[caption id="attachment_329832" align="aligncenter" width="511" caption="-Ilustrasi/Admin (Shutterstock)"][/caption]
Berita dari koran berbahasa Inggeris Arab saudi, Saudi Gazzete, kemaren Rabu, 2 April 2014 membuat sebuah headline bertajuk "Expat can now marry Saudi female orphans". Komite Eksekutif Peduli Yatim Piatu telah mengeluarkan rekomendasinya bahwa laki-laki warga Non-Saudi dipersilahkan menikahi perempuan Yatim Piatu warga Arab saudi. Para yatim piatu ini pada umumnya berasal dari kalangan warga kulit hitam. Selama ini, mereka kurang dilirik oleh laki-laki Saudi. Kalaupun ada, kebanyakan mereka adalah bujang lapuk yang sudah tua, cacat fisik atau bahkan penderita gangguan jiwa. Diharapkan juga agar sang laki-laki yang berminat, membiayai pernikahan senilai SR60.000 atau setara dengan sekitar Rp150 juta.
Doc: Indo middle East Group/FB
Mahalnya biaya sebuah pernikahan
Sudah menjadi tradisi di Arab bahwa untuk menikahi seorang perempuan bukan perkara gampang. Pertama karena mahalnya mahar (mas kawin). Perempuan merupakan 'aset' termahal yang harus rela diserahkan orangtuanya kepada calon menantu, Untuk itu perlu "tarif" besar untuk mendapatkannya. Setelah perkawinan terjadi maka orangtua tidak berhak laki mengatur hidup anak perempuannya. Kedua, pihak keluarga mempelai wanita pun akan meminta disiapkan rumah dengan seisi lengkapnya. Ketiga, pihak laki-laki juga harus menanggung biaya pesta perkawinan yang tidak murah. Kalau pihak laki-laki tidak mampu memenuhi ini semua, maka keduanya pun terpaksa 'menderita', tidak menikah. Akibatnya, umur semakin tua.
Menikah dengan orang asing
Salah satu cara yang dilakukan agar tetap bisa menikah adalah laki-laki Saudi menikahi warga asing. Itupun tidak mudah karena belum tentu semua perkawinan dengan perempuan Non-Saudi diakui negara. Sehingga kehidupan berumah tangga berlangsung dalam dwi warga negara. Dan tidak enaknya lagi, anak-anak mereka belum tentu bisa ikut status sebagai warga negara Saudi. Bagaimana dengan para perempuan Saudi?

**Ketentuan Latihan:**
a. Menurut teks tentang pernikahan di Arab Saudi, berapa biaya pernikahan yang diharapkan ditanggung oleh laki-laki yang berminat?
b. Salin kata demi kata bagian teks tentang pernikahan di Arab Saudi yang dimulai pada kata-kata yang memuat "Menikah dengan orang" dan berakhir setelah "para perempuan Saudi?".

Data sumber

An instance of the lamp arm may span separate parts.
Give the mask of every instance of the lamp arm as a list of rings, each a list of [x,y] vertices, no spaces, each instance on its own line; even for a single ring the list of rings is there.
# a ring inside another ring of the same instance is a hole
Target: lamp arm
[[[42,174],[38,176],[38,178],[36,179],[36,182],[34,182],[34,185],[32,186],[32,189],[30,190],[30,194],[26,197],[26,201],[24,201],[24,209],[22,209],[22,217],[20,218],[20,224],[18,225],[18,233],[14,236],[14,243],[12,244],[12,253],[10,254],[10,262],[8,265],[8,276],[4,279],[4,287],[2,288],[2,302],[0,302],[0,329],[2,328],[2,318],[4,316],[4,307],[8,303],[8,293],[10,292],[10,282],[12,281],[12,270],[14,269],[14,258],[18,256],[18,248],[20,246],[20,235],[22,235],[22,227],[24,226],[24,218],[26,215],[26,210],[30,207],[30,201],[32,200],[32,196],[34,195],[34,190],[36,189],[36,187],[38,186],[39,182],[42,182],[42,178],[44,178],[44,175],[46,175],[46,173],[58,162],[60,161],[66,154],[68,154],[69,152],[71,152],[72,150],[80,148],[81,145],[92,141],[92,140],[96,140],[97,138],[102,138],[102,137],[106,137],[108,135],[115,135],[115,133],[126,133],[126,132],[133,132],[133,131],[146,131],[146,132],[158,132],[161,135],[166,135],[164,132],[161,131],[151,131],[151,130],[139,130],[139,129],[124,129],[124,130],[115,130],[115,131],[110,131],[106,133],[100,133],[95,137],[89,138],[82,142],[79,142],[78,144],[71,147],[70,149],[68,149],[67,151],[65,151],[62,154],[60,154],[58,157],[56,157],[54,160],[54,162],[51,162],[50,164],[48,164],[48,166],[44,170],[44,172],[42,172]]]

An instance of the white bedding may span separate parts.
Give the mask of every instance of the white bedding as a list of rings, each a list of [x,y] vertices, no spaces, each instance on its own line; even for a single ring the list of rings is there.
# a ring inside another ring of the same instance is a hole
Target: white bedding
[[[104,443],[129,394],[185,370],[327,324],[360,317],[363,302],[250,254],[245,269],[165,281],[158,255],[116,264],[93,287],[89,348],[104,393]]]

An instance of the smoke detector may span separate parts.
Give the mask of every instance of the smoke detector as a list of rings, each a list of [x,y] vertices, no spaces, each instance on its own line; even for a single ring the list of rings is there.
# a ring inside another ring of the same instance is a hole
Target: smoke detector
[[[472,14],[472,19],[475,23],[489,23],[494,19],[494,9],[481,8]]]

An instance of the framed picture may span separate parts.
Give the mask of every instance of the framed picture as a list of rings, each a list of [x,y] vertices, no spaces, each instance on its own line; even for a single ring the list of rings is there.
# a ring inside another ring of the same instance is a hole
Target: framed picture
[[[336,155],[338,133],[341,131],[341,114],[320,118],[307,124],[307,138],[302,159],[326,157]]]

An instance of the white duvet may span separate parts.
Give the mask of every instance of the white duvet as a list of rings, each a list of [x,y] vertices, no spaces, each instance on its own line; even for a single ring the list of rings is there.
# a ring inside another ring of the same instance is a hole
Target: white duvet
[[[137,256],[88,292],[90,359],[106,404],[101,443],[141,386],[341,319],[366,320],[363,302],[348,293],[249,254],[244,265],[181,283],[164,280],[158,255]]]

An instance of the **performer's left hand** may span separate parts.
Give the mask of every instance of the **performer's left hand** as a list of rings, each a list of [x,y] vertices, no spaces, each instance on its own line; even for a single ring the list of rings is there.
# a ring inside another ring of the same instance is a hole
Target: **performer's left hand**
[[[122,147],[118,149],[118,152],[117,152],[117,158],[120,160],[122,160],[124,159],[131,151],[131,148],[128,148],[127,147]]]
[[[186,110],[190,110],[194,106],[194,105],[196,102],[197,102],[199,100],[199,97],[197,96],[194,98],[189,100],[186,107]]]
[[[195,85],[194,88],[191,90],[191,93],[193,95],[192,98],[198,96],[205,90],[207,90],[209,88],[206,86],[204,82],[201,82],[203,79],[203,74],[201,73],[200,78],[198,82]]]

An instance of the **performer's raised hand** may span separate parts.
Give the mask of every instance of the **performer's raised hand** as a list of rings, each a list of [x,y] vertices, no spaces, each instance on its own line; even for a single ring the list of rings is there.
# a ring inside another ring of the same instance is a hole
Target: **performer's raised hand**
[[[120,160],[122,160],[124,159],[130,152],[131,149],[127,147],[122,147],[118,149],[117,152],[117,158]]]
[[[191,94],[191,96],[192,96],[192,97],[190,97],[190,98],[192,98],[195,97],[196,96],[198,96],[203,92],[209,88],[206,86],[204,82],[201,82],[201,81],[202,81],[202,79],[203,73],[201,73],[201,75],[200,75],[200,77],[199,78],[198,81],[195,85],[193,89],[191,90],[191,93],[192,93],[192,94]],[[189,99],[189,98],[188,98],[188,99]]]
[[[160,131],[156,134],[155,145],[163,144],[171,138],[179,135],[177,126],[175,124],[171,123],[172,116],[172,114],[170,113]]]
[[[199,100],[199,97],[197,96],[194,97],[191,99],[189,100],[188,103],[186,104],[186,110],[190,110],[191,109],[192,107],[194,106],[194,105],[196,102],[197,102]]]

**Jawaban Latihan:**
a. SR60.000, atau setara dengan sekitar Rp150 juta.

b.
Menikah dengan orang asing
Salah satu cara yang dilakukan agar tetap bisa menikah adalah laki-laki Saudi menikahi warga asing. Itupun tidak mudah karena belum tentu semua perkawinan dengan perempuan Non-Saudi diakui negara. Sehingga kehidupan berumah tangga berlangsung dalam dwi warga negara. Dan tidak enaknya lagi, anak-anak mereka belum tentu bisa ikut status sebagai warga negara Saudi. Bagaimana dengan para perempuan Saudi?